Data for processing.
+++++

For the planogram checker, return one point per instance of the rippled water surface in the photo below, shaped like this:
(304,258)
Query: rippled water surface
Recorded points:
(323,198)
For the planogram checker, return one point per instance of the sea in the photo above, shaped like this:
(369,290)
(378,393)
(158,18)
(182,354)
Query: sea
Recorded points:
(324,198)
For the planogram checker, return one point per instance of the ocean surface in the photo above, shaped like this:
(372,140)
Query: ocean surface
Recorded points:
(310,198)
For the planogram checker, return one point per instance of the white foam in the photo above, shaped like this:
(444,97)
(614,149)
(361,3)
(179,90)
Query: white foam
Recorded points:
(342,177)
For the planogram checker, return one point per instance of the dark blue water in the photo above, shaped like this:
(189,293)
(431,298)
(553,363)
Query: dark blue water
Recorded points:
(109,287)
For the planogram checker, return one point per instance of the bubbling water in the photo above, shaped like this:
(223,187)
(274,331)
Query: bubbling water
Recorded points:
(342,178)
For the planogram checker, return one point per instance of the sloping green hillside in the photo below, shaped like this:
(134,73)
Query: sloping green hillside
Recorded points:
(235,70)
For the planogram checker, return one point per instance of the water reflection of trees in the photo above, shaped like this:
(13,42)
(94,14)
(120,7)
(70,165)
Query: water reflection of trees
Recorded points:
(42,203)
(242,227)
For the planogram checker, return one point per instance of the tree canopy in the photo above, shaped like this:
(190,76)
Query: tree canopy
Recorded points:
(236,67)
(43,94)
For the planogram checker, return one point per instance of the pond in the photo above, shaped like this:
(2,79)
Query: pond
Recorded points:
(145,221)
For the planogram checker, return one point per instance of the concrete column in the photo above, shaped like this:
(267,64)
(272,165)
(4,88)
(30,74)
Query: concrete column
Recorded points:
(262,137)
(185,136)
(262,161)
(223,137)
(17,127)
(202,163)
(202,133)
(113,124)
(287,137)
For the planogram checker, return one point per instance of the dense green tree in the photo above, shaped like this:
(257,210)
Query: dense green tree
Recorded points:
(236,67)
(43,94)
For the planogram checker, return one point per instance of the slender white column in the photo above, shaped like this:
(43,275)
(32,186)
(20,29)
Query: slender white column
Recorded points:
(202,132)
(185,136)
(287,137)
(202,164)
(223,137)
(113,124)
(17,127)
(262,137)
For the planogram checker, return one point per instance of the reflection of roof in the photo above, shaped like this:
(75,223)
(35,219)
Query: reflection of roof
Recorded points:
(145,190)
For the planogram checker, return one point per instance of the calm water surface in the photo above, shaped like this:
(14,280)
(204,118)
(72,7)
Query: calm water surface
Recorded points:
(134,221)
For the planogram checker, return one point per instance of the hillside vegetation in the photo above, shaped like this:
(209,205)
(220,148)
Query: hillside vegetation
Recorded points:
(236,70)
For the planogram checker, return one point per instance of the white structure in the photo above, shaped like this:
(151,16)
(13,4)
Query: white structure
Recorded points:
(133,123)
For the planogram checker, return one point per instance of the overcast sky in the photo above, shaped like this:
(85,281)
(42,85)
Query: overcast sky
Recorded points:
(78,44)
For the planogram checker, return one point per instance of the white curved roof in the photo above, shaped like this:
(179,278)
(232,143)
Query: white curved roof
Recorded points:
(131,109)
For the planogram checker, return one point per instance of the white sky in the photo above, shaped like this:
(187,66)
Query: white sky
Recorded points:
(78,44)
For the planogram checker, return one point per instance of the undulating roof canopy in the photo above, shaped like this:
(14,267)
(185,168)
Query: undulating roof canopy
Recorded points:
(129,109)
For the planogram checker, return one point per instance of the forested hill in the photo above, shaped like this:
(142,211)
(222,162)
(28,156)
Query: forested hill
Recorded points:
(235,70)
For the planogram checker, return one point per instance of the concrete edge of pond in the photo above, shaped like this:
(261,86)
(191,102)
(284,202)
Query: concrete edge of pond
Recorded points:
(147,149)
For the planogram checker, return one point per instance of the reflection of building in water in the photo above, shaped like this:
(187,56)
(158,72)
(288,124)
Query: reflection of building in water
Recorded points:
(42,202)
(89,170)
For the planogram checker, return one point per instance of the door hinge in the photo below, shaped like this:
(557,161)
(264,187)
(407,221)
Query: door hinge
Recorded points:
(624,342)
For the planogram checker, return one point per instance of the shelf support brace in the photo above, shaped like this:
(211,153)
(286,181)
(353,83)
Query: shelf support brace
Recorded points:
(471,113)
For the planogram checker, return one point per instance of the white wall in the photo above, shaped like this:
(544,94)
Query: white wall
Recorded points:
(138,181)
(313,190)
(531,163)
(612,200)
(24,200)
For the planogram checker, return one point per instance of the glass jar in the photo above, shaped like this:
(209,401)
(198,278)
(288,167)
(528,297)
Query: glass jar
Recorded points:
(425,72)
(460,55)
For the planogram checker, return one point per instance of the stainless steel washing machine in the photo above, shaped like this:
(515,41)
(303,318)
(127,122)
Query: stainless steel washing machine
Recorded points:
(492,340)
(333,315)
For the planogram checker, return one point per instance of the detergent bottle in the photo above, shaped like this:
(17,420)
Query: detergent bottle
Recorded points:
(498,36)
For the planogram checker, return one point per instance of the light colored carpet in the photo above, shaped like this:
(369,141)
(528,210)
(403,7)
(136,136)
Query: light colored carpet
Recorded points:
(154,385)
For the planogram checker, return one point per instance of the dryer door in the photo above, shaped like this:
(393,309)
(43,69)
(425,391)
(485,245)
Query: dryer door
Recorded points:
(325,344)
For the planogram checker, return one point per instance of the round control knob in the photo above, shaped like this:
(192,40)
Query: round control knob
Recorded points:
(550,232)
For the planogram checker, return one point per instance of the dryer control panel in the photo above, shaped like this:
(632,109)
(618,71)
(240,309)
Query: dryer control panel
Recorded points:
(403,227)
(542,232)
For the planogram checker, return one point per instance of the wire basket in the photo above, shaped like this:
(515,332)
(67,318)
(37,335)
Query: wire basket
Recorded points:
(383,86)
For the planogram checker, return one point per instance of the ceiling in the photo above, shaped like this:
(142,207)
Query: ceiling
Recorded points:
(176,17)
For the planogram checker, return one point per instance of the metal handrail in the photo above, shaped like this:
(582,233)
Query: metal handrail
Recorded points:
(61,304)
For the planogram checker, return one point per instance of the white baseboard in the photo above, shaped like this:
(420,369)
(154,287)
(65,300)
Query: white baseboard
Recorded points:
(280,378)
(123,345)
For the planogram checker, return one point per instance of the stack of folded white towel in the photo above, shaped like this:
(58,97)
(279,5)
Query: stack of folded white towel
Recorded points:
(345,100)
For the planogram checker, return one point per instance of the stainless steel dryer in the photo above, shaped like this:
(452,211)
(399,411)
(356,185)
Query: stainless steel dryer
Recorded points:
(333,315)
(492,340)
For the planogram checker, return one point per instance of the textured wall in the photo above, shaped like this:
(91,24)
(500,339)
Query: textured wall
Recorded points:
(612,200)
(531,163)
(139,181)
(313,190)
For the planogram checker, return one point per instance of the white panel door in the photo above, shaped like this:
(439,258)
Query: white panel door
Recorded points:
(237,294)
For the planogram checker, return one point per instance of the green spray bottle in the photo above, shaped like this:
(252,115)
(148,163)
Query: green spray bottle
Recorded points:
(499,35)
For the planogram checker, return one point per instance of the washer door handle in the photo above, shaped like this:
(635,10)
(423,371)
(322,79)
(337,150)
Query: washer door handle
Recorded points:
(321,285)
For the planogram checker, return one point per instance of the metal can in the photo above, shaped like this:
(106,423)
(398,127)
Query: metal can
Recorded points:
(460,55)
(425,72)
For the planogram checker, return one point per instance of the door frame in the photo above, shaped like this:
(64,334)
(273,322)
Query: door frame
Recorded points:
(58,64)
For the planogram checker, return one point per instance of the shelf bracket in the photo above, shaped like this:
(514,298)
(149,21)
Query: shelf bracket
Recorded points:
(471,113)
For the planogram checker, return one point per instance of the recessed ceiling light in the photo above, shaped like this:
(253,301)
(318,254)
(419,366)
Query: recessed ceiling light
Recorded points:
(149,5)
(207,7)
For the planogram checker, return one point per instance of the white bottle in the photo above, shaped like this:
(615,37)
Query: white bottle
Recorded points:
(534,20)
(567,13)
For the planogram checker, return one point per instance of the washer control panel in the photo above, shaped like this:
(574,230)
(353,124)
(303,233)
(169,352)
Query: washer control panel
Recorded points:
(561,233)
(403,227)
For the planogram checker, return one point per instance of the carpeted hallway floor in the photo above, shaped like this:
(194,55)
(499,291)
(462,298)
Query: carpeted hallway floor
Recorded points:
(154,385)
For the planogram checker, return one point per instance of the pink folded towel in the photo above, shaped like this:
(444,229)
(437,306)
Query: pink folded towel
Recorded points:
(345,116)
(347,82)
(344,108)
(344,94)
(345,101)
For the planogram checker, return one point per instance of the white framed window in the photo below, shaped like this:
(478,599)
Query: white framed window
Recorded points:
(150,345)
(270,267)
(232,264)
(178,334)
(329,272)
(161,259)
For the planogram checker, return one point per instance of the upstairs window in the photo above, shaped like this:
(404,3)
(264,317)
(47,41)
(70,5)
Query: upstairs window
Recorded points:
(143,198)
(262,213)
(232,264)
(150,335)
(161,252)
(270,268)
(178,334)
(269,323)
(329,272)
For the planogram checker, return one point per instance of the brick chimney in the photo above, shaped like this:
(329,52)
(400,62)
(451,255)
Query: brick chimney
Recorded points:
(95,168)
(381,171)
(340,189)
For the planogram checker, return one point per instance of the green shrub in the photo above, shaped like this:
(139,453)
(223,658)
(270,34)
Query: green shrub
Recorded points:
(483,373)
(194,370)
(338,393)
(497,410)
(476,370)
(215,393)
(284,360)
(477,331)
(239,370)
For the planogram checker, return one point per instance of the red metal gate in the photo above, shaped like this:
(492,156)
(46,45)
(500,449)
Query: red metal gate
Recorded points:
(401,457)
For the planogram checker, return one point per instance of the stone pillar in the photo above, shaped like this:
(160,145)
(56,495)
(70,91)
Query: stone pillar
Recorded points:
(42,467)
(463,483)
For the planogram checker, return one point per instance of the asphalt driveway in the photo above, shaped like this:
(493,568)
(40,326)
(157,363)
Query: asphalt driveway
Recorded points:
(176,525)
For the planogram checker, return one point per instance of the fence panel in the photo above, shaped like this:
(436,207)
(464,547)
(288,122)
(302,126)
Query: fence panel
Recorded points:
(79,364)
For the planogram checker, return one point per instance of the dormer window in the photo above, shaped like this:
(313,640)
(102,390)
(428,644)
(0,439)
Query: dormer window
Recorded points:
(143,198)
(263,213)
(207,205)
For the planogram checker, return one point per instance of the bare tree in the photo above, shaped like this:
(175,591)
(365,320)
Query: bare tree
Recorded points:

+++++

Assignment. Reading through the records above, report each line in which the string "fence" is found.

Result below.
For the planogram checker, return one point per instance of the fence panel in the photo above, shaped like this:
Query: fence panel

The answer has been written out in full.